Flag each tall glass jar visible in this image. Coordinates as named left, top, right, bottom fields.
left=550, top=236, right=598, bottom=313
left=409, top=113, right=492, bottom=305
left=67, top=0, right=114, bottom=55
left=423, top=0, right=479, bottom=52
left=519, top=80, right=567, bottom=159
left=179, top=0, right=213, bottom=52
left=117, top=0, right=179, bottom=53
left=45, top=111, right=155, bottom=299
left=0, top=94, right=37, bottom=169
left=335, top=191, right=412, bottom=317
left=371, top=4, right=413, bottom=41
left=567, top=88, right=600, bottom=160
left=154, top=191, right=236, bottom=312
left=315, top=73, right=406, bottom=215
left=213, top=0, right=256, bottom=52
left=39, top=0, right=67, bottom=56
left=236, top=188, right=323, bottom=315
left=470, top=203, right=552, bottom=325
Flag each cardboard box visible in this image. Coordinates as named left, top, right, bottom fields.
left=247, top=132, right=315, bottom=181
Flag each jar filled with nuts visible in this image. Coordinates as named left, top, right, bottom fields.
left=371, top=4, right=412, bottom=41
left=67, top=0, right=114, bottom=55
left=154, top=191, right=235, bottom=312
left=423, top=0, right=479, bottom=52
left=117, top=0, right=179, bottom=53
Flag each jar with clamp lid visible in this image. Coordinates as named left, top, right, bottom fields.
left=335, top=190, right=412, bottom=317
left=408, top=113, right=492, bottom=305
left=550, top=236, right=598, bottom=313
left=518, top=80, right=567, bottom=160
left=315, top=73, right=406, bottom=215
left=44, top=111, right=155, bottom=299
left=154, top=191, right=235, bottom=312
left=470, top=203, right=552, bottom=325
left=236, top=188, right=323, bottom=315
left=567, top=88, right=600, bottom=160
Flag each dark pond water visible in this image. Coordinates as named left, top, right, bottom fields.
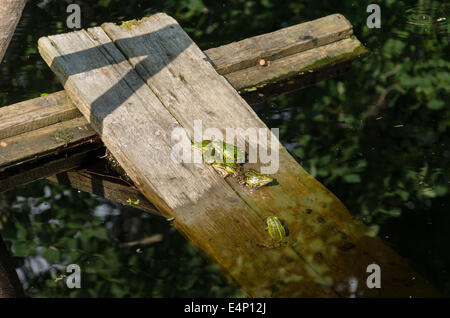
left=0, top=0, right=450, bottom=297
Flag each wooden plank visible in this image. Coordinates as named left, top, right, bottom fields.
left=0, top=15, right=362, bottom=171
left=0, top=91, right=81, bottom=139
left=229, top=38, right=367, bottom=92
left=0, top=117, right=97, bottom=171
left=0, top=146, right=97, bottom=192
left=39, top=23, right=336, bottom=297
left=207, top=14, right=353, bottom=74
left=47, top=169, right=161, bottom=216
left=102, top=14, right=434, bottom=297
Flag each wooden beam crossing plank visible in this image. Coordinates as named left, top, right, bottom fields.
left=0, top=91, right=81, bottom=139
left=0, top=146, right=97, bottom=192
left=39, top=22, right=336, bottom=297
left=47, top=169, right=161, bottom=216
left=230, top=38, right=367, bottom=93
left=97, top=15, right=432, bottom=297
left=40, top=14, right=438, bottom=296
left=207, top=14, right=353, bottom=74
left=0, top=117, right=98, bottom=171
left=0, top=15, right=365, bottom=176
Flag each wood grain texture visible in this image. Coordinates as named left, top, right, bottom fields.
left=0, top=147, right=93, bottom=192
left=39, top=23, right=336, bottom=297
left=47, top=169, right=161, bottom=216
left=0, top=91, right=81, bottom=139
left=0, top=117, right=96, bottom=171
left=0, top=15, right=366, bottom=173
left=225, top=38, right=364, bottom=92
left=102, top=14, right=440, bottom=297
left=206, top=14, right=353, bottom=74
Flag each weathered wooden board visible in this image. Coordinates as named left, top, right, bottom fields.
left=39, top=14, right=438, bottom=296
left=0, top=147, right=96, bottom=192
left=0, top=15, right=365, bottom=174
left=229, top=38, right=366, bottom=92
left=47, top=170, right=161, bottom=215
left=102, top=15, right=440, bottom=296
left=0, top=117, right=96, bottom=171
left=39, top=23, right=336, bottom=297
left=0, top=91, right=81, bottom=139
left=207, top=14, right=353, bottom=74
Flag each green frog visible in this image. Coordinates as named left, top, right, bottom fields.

• **Aim of the exercise**:
Can you reproduce unchanged the lines between the one holding "Flag each jar with" and the one holding "left=0, top=0, right=450, bottom=297", inclusive, leaving out the pictures?

• **Task response**:
Flag each jar with clamp lid visible in this image. Coordinates as named left, top, right, bottom fields.
left=335, top=190, right=412, bottom=317
left=408, top=113, right=492, bottom=305
left=550, top=236, right=598, bottom=313
left=518, top=80, right=567, bottom=160
left=315, top=73, right=406, bottom=215
left=44, top=111, right=155, bottom=299
left=154, top=191, right=235, bottom=312
left=470, top=203, right=552, bottom=325
left=236, top=188, right=323, bottom=315
left=567, top=88, right=600, bottom=160
Flag each dark pond water visible in this image. Coordinates as named left, top, right, bottom fields.
left=0, top=0, right=450, bottom=297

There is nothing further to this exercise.